- Exercice court 1 -
Relevez tous les grades militaires russes cités dans le texte sur la formation au Collège de l'état-major russe.
- Exercice court 2 -
D'après le texte sur la formation au Collège de l'état-major russe, en quoi la formation à Moscou se démarquait-elle de celle des cours de l'OTAN ? Répondez en une à trois phrases.
- Exercice court 3 -
Poursuivez le texte sur la formation au Collège de l'état-major russe à partir de sa dernière phrase.

- Texte de la page -

□ □ □

En 2013, lors de ma première visite au Collège de l’état-major général des forces armées russes, j’ai partagé la même expérience que Scott Ritter lors de son voyage d’inspection dans l’ancienne Union soviétique: j’ai constaté que les colonels, les généraux et les amiraux russes étaient des gens tout à fait normaux et qu’ils ne correspondaient pas du tout à l’image que l’on s’en fait actuellement dans la presse germanophone. Au cours des 14 mois qui ont suivi, nous avons envisagé les diverses possibilités de défense de la Russie en cas d’invasion, et avons réalisé à quel point la tâche était ardue concernant une armée qui comptait alors 900000 combattants. Sur ce point, la formation à Moscou se démarquait décidément de celle pratiqué dans les nombreux cours de l’OTAN que j’ai suivis sous le slogan «foster peace and stability» [favoriser la paix et la stabilité], nous nous entraînions constamment à réprimer des révoltes imaginées sur des îles fictives au milieu des océans.

□ □ □

- Données fournies -

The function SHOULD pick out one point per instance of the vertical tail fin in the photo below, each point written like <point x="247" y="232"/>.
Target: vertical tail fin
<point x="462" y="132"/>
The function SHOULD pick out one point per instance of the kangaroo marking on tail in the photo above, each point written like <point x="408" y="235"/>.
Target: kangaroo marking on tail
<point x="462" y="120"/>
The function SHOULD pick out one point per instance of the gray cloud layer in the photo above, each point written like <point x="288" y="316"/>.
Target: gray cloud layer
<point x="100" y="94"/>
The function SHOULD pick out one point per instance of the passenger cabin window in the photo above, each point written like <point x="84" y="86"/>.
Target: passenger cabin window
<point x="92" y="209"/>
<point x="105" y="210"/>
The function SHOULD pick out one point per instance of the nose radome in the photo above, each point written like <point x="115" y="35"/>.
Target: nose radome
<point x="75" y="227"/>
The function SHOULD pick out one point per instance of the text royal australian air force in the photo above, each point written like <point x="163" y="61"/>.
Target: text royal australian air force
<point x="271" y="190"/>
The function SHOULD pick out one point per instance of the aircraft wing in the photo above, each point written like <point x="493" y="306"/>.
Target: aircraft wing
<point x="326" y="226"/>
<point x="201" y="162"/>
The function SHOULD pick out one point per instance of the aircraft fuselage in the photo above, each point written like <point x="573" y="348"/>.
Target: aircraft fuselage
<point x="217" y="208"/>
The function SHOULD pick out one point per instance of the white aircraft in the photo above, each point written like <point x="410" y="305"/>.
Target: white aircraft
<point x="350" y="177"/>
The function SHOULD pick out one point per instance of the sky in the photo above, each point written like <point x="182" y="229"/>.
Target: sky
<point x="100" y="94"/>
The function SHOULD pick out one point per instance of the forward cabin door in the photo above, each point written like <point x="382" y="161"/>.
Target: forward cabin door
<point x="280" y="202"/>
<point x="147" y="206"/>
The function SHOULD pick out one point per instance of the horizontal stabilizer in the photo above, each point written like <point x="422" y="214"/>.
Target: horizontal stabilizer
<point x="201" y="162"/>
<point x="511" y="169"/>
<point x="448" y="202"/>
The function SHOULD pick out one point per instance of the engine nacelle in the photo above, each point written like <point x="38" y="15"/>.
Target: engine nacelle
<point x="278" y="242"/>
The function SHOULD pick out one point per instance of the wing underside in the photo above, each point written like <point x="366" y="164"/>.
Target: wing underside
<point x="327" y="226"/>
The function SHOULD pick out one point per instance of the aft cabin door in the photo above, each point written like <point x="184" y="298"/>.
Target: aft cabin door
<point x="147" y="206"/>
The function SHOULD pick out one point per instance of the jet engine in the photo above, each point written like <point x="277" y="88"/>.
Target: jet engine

□ □ □

- Réponse attendue 1 -
Les colonels, les généraux et les amiraux.

- Réponse attendue 2 -
À Moscou, on envisageait les diverses possibilités de défense de la Russie en cas d'invasion. Dans les cours de l'OTAN, placés sous le slogan «foster peace and stability», on s'entraînait constamment à réprimer des révoltes imaginées sur des îles fictives au milieu des océans.

- Réponse attendue 3 -
La neutralité dans le contexte
d’une guerre hybride
Constater des différences de ce genre exige que l’on parle la langue et connaisse la réalité locale. C’est ainsi qu’il me semble que la formation des journalistes, elle aussi, devra inclure obligatoirement une formation linguistique, faute de quoi leurs reportages n’auront aucune valeur. Les journaux qui n’exigent pas ces compétences se réduisent à des feuilles pour allumer le feu dans la cheminée.
L’un des axes stratégiques de l’actuelle rivalité entre les grandes puissances est la promotion du crime organisé, peu importe si on dénomme cette réalité «guerre hybride» ou autrement mais tant que, dans l’Ukraine d’aujourd’hui, des personnages comme Oleg Liachko, présumé pédophile, Arsen Avakov, ex-ministre de l’Intérieur, présumé corrompu et criminel, ainsi qu’un Juri Luzenko qui, bien que n’étant pas juriste, a occupé le poste de procureur général, tant que de tels gens, dis-je, exercent de l’influence politique, même les enquêteurs criminels les plus compétents n’auront aucune chance d’élucider ou d’empêcher les crimes commis dans ce pays, notamment contre les femmes réfugiées ukrainiennes. En Russie, comme en Biélorussie, les questions du rapport entre politique, économie et société sont traitées, depuis le début du millénaire, très différemment à la manière occidentale. Il en a résulté une opposition dans la conception guerrière – passée largement inaperçue dans nos sociétés – qui se manifeste aujourd’hui ouvertement dans les attitudes empruntées face à la guerre en Ukraine. Les théories de Francis Fukuyama ont été largement réfutées par la réalité.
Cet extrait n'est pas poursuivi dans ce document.